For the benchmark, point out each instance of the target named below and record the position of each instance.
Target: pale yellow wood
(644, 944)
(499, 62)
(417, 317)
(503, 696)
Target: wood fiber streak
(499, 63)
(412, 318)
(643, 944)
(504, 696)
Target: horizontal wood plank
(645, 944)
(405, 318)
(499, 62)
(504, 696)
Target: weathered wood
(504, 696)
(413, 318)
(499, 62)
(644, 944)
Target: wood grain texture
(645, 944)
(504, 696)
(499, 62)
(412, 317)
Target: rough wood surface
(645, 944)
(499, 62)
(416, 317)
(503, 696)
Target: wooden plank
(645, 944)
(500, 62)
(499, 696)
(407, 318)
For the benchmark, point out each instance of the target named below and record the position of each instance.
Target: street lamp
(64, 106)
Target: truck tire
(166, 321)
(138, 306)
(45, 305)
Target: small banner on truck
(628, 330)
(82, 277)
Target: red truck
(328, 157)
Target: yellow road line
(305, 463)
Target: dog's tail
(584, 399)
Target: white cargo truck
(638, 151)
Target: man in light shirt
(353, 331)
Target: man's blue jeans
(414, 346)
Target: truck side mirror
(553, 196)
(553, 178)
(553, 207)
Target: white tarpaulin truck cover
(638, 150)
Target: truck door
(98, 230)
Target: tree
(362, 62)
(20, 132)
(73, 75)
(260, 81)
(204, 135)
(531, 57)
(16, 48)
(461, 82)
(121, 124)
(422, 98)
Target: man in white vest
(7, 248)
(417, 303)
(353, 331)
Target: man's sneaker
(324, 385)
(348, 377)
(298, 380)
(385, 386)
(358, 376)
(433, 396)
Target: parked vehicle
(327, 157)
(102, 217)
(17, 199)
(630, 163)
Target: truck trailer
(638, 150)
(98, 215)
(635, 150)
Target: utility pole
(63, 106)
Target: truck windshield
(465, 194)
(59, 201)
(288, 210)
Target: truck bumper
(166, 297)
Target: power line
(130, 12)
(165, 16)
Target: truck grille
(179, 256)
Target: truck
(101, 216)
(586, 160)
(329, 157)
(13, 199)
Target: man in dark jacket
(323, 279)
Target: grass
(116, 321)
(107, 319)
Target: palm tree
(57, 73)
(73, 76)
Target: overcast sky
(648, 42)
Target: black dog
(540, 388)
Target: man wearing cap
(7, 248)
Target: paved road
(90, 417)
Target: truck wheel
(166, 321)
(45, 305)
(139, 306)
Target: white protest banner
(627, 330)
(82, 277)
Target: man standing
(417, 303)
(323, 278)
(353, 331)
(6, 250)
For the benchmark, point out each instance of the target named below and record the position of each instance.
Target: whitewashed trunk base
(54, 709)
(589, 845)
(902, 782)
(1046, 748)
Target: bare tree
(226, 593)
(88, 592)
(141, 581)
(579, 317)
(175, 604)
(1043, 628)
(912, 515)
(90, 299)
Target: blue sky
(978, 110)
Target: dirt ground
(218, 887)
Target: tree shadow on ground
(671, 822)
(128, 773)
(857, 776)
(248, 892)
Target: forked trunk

Required task: Can you reproduce every one of the entries above, line for line and unchanged?

Worked solution:
For the benchmark, point out each instance of the target named below and record the position of each instance.
Target: pale yellow wood
(644, 944)
(499, 62)
(417, 317)
(503, 696)
Target: wood fiber streak
(499, 63)
(412, 318)
(643, 944)
(504, 696)
Target: horizontal wood plank
(645, 944)
(405, 318)
(499, 62)
(504, 696)
Target: weathered wood
(504, 696)
(413, 318)
(499, 62)
(644, 944)
Target: wood grain texture
(645, 944)
(504, 696)
(499, 62)
(412, 317)
Target: rough wood surface
(645, 944)
(499, 62)
(416, 317)
(503, 696)
Target: wooden plank
(645, 944)
(500, 62)
(499, 696)
(407, 318)
For the benchmark, point out each instance of the target named below and record the position of each instance.
Target: street lamp
(64, 106)
Target: truck tire
(166, 321)
(138, 306)
(45, 305)
Target: small banner on truck
(628, 330)
(82, 277)
Target: red truck
(328, 157)
Target: yellow road line
(305, 463)
Target: dog's tail
(584, 399)
Target: white cargo truck
(638, 151)
Target: man in light shirt
(353, 331)
Target: man's blue jeans
(414, 346)
Target: truck side mirror
(553, 196)
(553, 178)
(553, 207)
Target: white tarpaulin truck cover
(638, 150)
Target: truck door
(98, 230)
Target: tree
(362, 62)
(20, 132)
(73, 75)
(260, 81)
(204, 135)
(531, 57)
(16, 48)
(461, 82)
(121, 124)
(422, 98)
Target: man in white vest
(7, 248)
(417, 303)
(353, 331)
Target: man's sneaker
(324, 385)
(348, 377)
(298, 380)
(385, 386)
(358, 376)
(433, 396)
Target: parked vehicle
(327, 157)
(102, 217)
(17, 199)
(630, 163)
Target: truck trailer
(638, 150)
(98, 215)
(635, 150)
Target: utility pole
(63, 106)
Target: truck windshield
(465, 194)
(59, 201)
(288, 210)
Target: truck bumper
(166, 297)
Target: power line
(130, 12)
(165, 16)
Target: truck grille
(179, 256)
Target: truck
(101, 216)
(586, 160)
(329, 157)
(13, 199)
Target: man in dark jacket
(323, 279)
Target: grass
(116, 321)
(107, 319)
Target: palm tree
(57, 73)
(73, 76)
Target: overcast sky
(648, 42)
Target: black dog
(540, 388)
Target: man wearing cap
(7, 248)
Target: paved road
(90, 417)
Target: truck wheel
(166, 321)
(45, 305)
(139, 306)
Target: white protest banner
(627, 330)
(82, 277)
Target: man standing
(417, 303)
(323, 278)
(353, 331)
(6, 250)
For the benchmark, point out each instance of the target named below and record the position of each instance.
Target: whitewashed trunk base
(54, 709)
(589, 845)
(902, 782)
(1046, 748)
Target: bare tree
(226, 593)
(88, 592)
(141, 581)
(579, 317)
(175, 604)
(1043, 628)
(912, 515)
(90, 299)
Target: blue sky
(978, 110)
Target: dirt ground
(218, 887)
Target: tree shadow on ground
(671, 822)
(128, 773)
(857, 776)
(248, 892)
Target: forked trunk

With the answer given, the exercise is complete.